■ Available data
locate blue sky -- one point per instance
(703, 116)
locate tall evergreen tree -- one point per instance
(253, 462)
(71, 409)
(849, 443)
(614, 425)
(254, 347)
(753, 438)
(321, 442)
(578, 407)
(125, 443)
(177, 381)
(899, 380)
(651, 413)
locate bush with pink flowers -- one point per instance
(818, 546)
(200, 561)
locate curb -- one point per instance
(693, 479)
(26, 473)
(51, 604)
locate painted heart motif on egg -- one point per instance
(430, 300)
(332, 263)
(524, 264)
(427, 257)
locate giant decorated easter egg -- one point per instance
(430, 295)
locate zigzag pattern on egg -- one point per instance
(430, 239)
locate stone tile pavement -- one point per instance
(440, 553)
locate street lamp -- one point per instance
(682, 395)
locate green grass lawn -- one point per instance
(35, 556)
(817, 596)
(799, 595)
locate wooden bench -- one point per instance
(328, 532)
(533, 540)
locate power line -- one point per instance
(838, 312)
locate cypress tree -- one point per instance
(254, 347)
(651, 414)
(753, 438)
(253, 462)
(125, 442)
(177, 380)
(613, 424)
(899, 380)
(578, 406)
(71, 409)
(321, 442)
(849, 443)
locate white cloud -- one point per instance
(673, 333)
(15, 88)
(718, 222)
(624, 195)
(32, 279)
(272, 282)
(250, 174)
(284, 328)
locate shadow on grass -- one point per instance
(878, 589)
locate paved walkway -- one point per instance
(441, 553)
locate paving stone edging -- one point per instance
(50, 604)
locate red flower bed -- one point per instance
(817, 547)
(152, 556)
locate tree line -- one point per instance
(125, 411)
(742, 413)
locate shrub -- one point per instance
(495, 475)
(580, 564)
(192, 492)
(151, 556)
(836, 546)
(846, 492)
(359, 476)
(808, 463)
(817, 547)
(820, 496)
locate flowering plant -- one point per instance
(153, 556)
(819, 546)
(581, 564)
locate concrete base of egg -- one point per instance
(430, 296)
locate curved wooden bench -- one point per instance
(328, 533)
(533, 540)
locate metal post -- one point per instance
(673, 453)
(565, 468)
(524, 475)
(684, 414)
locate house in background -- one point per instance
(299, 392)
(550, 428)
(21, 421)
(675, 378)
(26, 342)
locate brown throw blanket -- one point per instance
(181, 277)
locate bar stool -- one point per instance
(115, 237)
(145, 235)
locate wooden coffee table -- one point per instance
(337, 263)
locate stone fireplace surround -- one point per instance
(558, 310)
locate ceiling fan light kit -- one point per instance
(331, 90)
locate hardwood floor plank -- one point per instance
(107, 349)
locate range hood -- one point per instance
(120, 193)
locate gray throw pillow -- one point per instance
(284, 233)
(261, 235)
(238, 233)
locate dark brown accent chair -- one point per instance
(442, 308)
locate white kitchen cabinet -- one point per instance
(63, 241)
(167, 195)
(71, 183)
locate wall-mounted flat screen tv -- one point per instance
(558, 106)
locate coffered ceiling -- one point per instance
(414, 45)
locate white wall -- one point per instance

■ Your assignment
What is needed is an exact transcription of every entry above.

■ Solution to this problem
locate blue sky -- one point per instance
(703, 116)
locate tall evergreen tree -- one point per instance
(253, 462)
(71, 409)
(849, 443)
(614, 425)
(254, 347)
(753, 438)
(321, 442)
(578, 407)
(125, 443)
(177, 381)
(899, 380)
(651, 413)
locate bush with pink flowers -- one point per instance
(818, 546)
(200, 561)
locate curb -- one point per instance
(693, 479)
(26, 473)
(51, 604)
locate painted heart motif on egg -- one point per instance
(430, 300)
(332, 263)
(524, 264)
(427, 257)
locate giant decorated easter egg -- one point per instance
(430, 295)
locate zigzag pattern on egg -- one point per instance
(430, 239)
locate stone tile pavement -- one point per instance
(440, 553)
locate street lamp -- one point per instance
(682, 395)
locate green grass lawn -- one point per instance
(35, 556)
(817, 596)
(799, 595)
locate wooden bench -- one point per instance
(328, 532)
(533, 540)
locate power line -- one point per instance
(838, 312)
locate cypress tree -- one point per instance
(254, 347)
(651, 414)
(753, 438)
(253, 462)
(125, 442)
(177, 380)
(613, 424)
(899, 380)
(578, 406)
(71, 409)
(321, 442)
(849, 443)
locate white cloud -- one point per instance
(673, 333)
(15, 88)
(718, 222)
(624, 195)
(32, 279)
(272, 282)
(250, 174)
(284, 328)
locate shadow on grass -- one point per instance
(878, 589)
locate paved walkway -- one point per instance
(441, 553)
locate paving stone edging -- one point per instance
(50, 604)
locate red flower bed -- one point per instance
(817, 547)
(152, 556)
locate tree line -- one point per instance
(125, 411)
(742, 413)
locate shrub -- one point per instance
(495, 475)
(580, 564)
(192, 492)
(151, 556)
(836, 546)
(846, 492)
(359, 476)
(808, 463)
(817, 547)
(820, 496)
locate flowering plant -- one point per instance
(153, 556)
(819, 546)
(581, 564)
locate concrete base of egg -- one point per instance
(430, 296)
locate curved wooden bench -- one point per instance
(328, 533)
(533, 540)
locate metal post -- one point per instance
(673, 453)
(565, 468)
(524, 475)
(684, 414)
locate house in background -- one point per instance
(299, 392)
(550, 428)
(21, 421)
(675, 378)
(26, 342)
locate brown throw blanket -- one point per instance
(181, 277)
locate bar stool -- one point per instance
(115, 237)
(145, 235)
locate wooden coffee table -- one point per instance
(337, 263)
locate stone fireplace surround -- one point per instance
(558, 310)
locate ceiling fan light kit -- one point per instance
(331, 90)
locate hardwood floor plank -- one point per instance
(107, 349)
locate range hood -- one point per instance
(120, 193)
locate gray throw pillow -- one point per instance
(284, 233)
(261, 235)
(238, 233)
locate dark brown accent chair -- one point per instance
(442, 308)
locate white kitchen cabinet -- one point per instance
(63, 241)
(167, 195)
(71, 183)
locate wall-mounted flat screen tv -- one point per instance
(558, 106)
locate coffered ceiling -- one point per instance
(414, 45)
locate white wall -- one point per instance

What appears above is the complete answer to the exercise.